-------- Source data
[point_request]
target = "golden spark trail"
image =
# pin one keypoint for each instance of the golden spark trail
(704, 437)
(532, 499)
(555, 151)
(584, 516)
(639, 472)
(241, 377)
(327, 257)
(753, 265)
----------------
§ Given exercise
Reproduce the data above verbatim, line by line.

§ Result below
[point_request]
target = "golden spark trail"
image =
# pin one keypoint for each instance of the golden spark trail
(704, 437)
(532, 499)
(555, 151)
(584, 516)
(639, 472)
(241, 377)
(327, 257)
(753, 265)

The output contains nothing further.